→ **Activities**
1. Name every language mentioned in the passage about how LLMs understand synthetic languages.
2. Extend the passage on how LLMs understand synthetic languages, picking up after its final sentence.

══ Selected passage ══

How LLMs Understand Synthetic Languages
I began learning Finnish in 2014, a time when Google Translate was (despite the warnings from my high school Spanish teacher) relatively good for the most widely spoken languages, and rather poor for the less common ones (like Finnish). Computer translators at that point were reliant on heuristic methods , which were limited both by the complexity of the language, and the amount of effort put into the specific heuristic for a given language. Finnish, for computer translators was an unfortunate combination of high complexity and low investment interest.
To understand the complexity of Finnish, you must first understand where it sits on a linguistic spectrum with “analytic” on one end and “synthetic” on the other. In analytic languages, like English and Chinese, individual concepts map tightly to single words, and you rearrange these words in order to form complex ideas. In a more synthetic language, concepts combine to form entirely new words. In a highly synthetic language like Finnish, very complex ideas can be expressed with a single word.

═══
══ Supplied data ══

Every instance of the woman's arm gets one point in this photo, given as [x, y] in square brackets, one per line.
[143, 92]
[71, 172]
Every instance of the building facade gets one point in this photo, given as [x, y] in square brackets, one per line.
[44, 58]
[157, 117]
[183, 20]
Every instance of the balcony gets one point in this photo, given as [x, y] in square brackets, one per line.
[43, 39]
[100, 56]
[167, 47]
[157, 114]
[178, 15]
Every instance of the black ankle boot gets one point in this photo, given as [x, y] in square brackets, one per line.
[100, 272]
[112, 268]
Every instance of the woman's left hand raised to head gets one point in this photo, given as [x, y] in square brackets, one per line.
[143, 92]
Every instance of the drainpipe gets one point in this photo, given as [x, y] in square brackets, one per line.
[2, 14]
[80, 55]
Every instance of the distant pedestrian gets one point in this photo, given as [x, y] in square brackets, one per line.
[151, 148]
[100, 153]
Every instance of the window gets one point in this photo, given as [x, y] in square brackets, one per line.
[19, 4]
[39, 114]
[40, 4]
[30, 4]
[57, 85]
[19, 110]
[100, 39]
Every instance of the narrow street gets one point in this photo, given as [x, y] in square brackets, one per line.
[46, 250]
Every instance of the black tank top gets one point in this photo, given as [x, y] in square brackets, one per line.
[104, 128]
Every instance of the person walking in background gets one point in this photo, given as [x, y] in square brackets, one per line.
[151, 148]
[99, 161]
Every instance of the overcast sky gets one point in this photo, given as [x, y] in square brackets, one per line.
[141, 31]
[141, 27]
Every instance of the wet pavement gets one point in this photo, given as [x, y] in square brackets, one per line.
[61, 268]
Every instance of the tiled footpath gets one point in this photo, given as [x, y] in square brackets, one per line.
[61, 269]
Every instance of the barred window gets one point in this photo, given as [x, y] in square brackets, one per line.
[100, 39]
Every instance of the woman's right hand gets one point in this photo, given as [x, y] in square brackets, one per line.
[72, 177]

═══

→ **Responses by item number**
1. Finnish, Spanish, English, Chinese

2.
Language models like BERT and GPT use neural networks to predict the next word or token in a sequence. When talking about English models we usually consider “word” and “token” to be basically interchangeable. These models are trained on massive amounts of text data to learn token patterns within a language. However, some languages pose unique challenges for language model training due to their complex morphological systems that greatly increase the total number of unique words that appear in training data.
Morphology refers to the internal structure of words. Languages with “productive morphology”, like Finnish, Turkish, and Inuktitut, have complex processes to build words from basic roots and affixes (prefixes and suffixes). This allows creating many distinct words from a single root. For example, from the Finnish root "juo" (drink), over 400 derived forms can be generated, like "juonut" (have drunk) and "juotavaa" (something that can be drunk). There is a famous word in Finnish, “juoksentelisinkohan”, which means “I wonder if I should run around without purpose.” Although this is a somewhat ridiculous example, it shows how just using individual words as tokens in the training data of a synthetic language might cause issues.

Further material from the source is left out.